CONSIGNE:
Poursuivez le texte sur l’image du jeune berger portant un chevreau en reprenant juste après sa dernière phrase.

TEXTE FOURNI:

Les anciens avaient plus d’une fois représenté, même dans les sépultures et ailleurs, les jeux des bergers, et, parmi ces images gracieuses où se complaisaient la peinture et la sculpture antiques, aucune n’était plus agréable que celle d’un jeune pasteur chargeant un chevreau sur ses épaules. Les chrétiens ont pris à côté d’eux, dans des sépultures, l’image de ce berger avec sa chlamyde et tous les détails de son costume, ont mis sur ses épaules le chevreau traditionnel, infidèles en cela au texte évangélique, qui parle de brebis mais l’artiste ignorant a, la plupart du temps, copié le chevreau sur l’image ancienne sans s’inquiéter de la conformité au texte de l’Évangile. Voilà ce qu’ont dit tous les archéologues ; mais cette interprétation est un peu exagérée, et je vais vous faire voir comment une critique plus profonde et plus éclairée peut, tout à coup, illuminer un point mal compris et faire apparaître toute la profondeur, toute la beauté d’un symbole.

LIGNES:
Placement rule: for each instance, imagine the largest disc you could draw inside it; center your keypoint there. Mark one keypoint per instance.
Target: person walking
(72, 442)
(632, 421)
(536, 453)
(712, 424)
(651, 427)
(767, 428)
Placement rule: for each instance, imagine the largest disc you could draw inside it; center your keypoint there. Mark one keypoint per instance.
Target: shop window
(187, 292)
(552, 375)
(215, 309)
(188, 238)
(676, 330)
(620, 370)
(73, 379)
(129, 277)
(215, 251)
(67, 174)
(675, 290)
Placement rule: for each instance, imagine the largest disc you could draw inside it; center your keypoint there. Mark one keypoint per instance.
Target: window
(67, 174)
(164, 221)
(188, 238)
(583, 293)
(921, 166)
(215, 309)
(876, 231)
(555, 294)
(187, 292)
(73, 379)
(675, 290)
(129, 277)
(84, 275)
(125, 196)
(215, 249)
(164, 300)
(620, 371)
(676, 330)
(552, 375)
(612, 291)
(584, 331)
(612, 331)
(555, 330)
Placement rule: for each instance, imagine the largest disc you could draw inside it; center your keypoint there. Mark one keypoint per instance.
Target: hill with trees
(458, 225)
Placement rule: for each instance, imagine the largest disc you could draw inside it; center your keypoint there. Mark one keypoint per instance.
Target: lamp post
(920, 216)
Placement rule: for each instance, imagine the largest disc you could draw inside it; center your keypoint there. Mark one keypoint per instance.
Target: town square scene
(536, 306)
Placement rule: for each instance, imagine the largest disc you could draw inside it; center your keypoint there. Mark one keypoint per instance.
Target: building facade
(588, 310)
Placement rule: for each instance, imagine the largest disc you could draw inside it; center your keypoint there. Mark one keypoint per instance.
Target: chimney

RÉPONSE ATTENDUE:
En effet, au moment où les chrétiens creusaient les catacombes de Saint-Callixte à Rome, à la fin du deuxième siècle, il s’agitait dans l’Église une des questions les plus terribles qu’elle ait remuées : à savoir si le pardon promis au pécheur ne lui était promis que pour une ou pour plusieurs fois, si le pécheur relaps pouvait être admis à la pénitence. Une secte considérable, les montanistes, ayant à sa tête un des plus illustres déserteurs de l’orthodoxie, Tertullien, soutenait que le pardon s’étend à celui qui a péché une fois, mais non à celui qui retombe que le bon pasteur rapporte bien sur ses épaules la brebis égarée, mais non le bouc, le chevreau qui, au jour du jugement, sera mis à la gauche du juge, tandis qu’à sa droite on verra seulement la brebis. Et, comme les chrétiens lui objectaient la parabole du bon pasteur, il répondait avec amertume que le bon pasteur s’était mis en quête de la brebis, mais que nulle part on ne voyait qu’il eût couru après le bouc. Et, dans son livre de Pudicitia, il reprochait à l’évêque de Rome d’aller à la poursuite des boucs, au lieu de ne courir qu’après les brebis égarées. C’est alors que l’Église, dans sa mansuétude, fit cette réponse à la fois aimable et sublime à ces hommes impitoyables qui ne voulaient pas de pardon à la faiblesse retombée, en faisant peindre dans les catacombes le bon pasteur, non plus seulement avec une brebis sur ses épaules, mais avec un bouc, avec cette figure du pécheur, qui semblait, condamné à jamais, et que le bon pasteur, cependant, rapporte en triomphe sur ses épaules.

Voilà comment, où l’on n’avait vu qu’une erreur d’un ouvrier, copiste malhabile des anciens, se découvre un mystère charmant de grâce et de miséricorde.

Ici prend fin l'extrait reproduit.